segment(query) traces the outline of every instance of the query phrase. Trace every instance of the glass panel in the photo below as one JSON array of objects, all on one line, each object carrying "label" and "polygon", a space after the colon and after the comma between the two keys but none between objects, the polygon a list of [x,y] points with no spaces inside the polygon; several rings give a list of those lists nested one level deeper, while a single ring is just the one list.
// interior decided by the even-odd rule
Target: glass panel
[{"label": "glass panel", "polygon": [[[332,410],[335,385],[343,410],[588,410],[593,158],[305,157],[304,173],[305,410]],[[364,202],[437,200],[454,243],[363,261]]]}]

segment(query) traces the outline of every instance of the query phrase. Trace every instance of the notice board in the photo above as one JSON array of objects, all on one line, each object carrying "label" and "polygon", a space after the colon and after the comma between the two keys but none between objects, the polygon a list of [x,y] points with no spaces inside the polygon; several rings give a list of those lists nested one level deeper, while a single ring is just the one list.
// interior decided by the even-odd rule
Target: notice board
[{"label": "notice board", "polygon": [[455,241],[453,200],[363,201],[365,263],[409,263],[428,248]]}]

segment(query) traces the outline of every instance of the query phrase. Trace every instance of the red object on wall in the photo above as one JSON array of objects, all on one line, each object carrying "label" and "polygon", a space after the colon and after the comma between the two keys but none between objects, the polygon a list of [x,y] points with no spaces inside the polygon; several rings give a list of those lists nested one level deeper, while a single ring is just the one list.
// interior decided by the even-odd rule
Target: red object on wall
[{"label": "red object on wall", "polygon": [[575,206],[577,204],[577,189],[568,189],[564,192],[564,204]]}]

.....

# Written problem
Quote all three entries above word for word, from the first line to the last.

# Task solution
segment(query) traces the outline of every instance of the query phrase. Trace every instance of the glass panel in the photo below as one JSON array of objects, all on one line, each object carrying "label" and "polygon", a space after the colon and after the comma between the two keys but none between objects, the polygon a list of [x,y] points with no spaces inside the polygon; several rings give a list of those lists nested one level deeper, while a single ring is just the one list.
// interior decided by the even-odd rule
Target: glass panel
[{"label": "glass panel", "polygon": [[[332,410],[335,385],[343,410],[588,410],[593,158],[305,157],[304,173],[305,410]],[[364,202],[437,200],[454,243],[363,261]]]}]

segment(query) traces the outline of every instance of the query phrase. Trace every instance of the notice board in the photo above as one JSON array of objects, all on one line, each object carrying "label" and "polygon", a space after the colon and after the comma between the two keys but none between objects, the polygon a list of [x,y] points with no spaces inside the polygon; several rings give a list of those lists nested one level deeper, while a single ring is just the one list.
// interior decided by the even-odd rule
Target: notice board
[{"label": "notice board", "polygon": [[455,241],[453,200],[363,201],[365,263],[409,263],[428,248]]}]

segment(query) traces the outline of every instance of the query phrase. Trace every instance of the red object on wall in the photo above as one JSON array of objects, all on one line, each object carrying "label" and "polygon", a space after the colon and after the comma between the two keys but none between objects, the polygon a list of [x,y] points with no spaces inside the polygon; several rings give a list of those lists nested one level deeper, while a single ring is just the one list.
// interior decided by the even-odd rule
Target: red object on wall
[{"label": "red object on wall", "polygon": [[575,206],[577,204],[577,189],[568,189],[564,192],[564,204]]}]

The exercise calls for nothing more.